## Text segment
____________

Wednesday, June 11, 2014

Making Sense of Junk

Each cell in our body carries genetic material which is written in 4 different alphabets. In almost all cells of the body there are close to 6 billion such letters in the book of life. Six billion is actually duplicated information, one set from each parent.  Hence if we want to put non-duplicated info into a book it will take a book with 3000,000 pages if we can pack 1000 letters per page. Human genome project which sequenced the entire human genetic information told us that there are ~20,000 genes in human beings, which is less than 2% of the 3 billion nucleotides. What about the remaining 98%? Nobody really knows. To cover up the ignorance some called it the ‘Junk DNA’.

What would it take to make two people differ at the level of your DNA? Let’s say how much change is needed to make a brunette a blonde? The answer may surprise you. It indeed surprised me. All it takes is just one nucleotide change. i.e. if we change one letter in the three million-page book we talked about earlier the entire appearance of the book will change (yup, not the best analogy, I agree). Study published recently from Kingsley lab (Stanford) suggested just the same. They found a mutation in the genome (Single Nucleotide Polymorphism, SNP, which means a variation of genetic sequence that is present in more than 1% of the population).

Interestingly this variation is not present in any of the 20,000 or so genes we know about. But it lies in a part of the genome, which would be called ‘junk DNA’ few years back. It lies ~350kb away from a gene (if one nucleotide is 1 meter, it would be like turning on a light bulb with a switch located 350 km away). Technically this SNP lies in a region defined as ‘enhancers’ that are genomic regions that regulate a gene by long distance contacts. The full connection of this gene and blond hair is not fully characterized. There are more experimental validation needed for this link and also the underlying mechanism. It is quite possible that this SNP might have changed a network of genes or genomic interactions that might have bring about the observed phenotype. But even without going to the details, this study reminds us the complex, yet subtle ways through which body patterns and similar changes can happen in a population.

____________

## Raw data

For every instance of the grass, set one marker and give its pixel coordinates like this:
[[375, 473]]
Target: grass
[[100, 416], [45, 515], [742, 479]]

____________

## Assignment A
Please write out the passage of the junk DNA post that opens with the words containing "Making Sense of" and closes with "the ‘Junk DNA’.".
## Assignment B
Answer these about the junk DNA post:
(i) How many genes did the Human Genome Project find in human beings?
(ii) Which lab published the study on the single-nucleotide change?
(iii) How far from a gene does the SNP lie?
The listing isn't needed for this work.

## Exercise answer A
Making Sense of Junk

Each cell in our body carries genetic material which is written in 4 different alphabets. In almost all cells of the body there are close to 6 billion such letters in the book of life. Six billion is actually duplicated information, one set from each parent.  Hence if we want to put non-duplicated info into a book it will take a book with 3000,000 pages if we can pack 1000 letters per page. Human genome project which sequenced the entire human genetic information told us that there are ~20,000 genes in human beings, which is less than 2% of the 3 billion nucleotides. What about the remaining 98%? Nobody really knows. To cover up the ignorance some called it the ‘Junk DNA’.

## Exercise answer B
(i) About 20,000.
(ii) The Kingsley lab at Stanford.
(iii) About 350kb.